MATERIALS PROVIDED:
═══
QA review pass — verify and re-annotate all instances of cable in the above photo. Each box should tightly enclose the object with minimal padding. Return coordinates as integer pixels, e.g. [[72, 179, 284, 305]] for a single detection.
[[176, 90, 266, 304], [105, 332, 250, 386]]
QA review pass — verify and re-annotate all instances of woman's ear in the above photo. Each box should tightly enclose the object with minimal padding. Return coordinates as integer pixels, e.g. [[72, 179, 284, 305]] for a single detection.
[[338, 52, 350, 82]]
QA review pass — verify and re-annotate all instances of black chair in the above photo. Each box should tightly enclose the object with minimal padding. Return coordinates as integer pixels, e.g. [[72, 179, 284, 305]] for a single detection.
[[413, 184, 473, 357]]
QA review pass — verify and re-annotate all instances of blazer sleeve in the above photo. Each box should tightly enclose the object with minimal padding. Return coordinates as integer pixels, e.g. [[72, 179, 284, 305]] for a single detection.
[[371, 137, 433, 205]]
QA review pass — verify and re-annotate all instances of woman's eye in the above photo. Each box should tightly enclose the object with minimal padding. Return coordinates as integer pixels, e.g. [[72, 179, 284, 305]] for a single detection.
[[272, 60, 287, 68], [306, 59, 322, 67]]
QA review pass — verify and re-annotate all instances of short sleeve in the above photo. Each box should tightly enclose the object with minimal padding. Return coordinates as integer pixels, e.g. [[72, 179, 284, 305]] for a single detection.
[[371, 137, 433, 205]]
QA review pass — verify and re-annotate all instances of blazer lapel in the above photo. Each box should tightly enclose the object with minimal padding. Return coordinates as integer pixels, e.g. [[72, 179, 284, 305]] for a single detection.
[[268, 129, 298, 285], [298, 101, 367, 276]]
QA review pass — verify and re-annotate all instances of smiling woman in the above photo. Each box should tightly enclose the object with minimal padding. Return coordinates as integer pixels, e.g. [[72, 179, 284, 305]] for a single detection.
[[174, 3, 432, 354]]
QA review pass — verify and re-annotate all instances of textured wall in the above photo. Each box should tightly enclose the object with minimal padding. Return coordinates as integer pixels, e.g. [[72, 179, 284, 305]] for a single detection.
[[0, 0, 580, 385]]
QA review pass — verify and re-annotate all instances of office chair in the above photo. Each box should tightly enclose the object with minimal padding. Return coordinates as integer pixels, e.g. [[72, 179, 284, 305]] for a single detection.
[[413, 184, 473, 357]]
═══
GOAL: Please list every line of the material above that contains the word "sleeve", counting only matches with the same letter case.

EXERCISE RESULT:
QA review pass — verify and re-annotate all instances of blazer sleeve in the above photo. Each box should tightly enclose the object with minimal padding. Return coordinates as integer pixels, e.g. [[72, 179, 284, 305]] for a single detection.
QA review pass — verify and re-annotate all instances of short sleeve in the above photo. Each box should tightly enclose the object with minimal padding. Return coordinates as integer pixels, e.g. [[72, 179, 284, 305]] for a single detection.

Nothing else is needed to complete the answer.